Information supplied: Begin

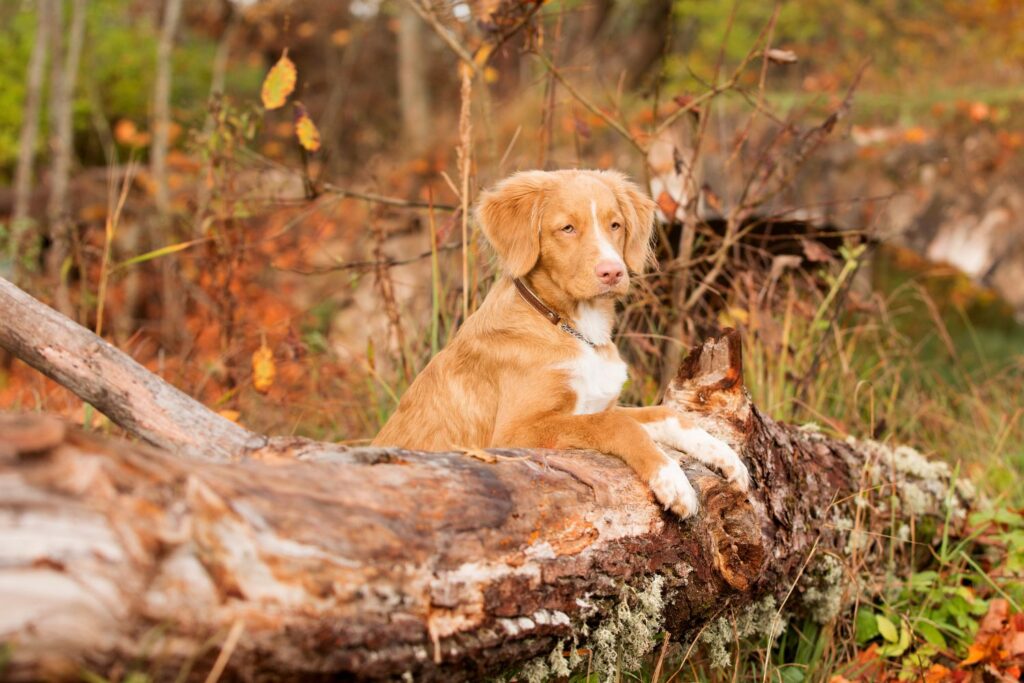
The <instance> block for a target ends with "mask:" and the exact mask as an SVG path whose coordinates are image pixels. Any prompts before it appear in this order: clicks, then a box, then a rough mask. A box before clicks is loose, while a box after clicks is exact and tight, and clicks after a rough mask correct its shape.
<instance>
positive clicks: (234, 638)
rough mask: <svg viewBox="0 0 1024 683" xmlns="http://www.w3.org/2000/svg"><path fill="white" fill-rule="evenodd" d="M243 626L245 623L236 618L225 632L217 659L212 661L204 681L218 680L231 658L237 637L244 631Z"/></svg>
mask: <svg viewBox="0 0 1024 683" xmlns="http://www.w3.org/2000/svg"><path fill="white" fill-rule="evenodd" d="M245 628H246V623H245V622H243V621H242V620H237V621H236V622H234V624H232V625H231V630H230V631H228V632H227V638H225V639H224V645H223V647H221V648H220V654H218V655H217V660H216V661H214V663H213V669H211V670H210V675H209V676H207V677H206V683H217V681H218V680H220V675H221V674H223V673H224V668H225V667H227V663H228V661H229V660H230V659H231V654H233V653H234V648H236V647H237V646H238V644H239V639H240V638H241V637H242V632H243V631H245Z"/></svg>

Information supplied: End

Problem details:
How many lines of the listing above contain the string "instance"? Answer with the number alone.

Exercise solution:
2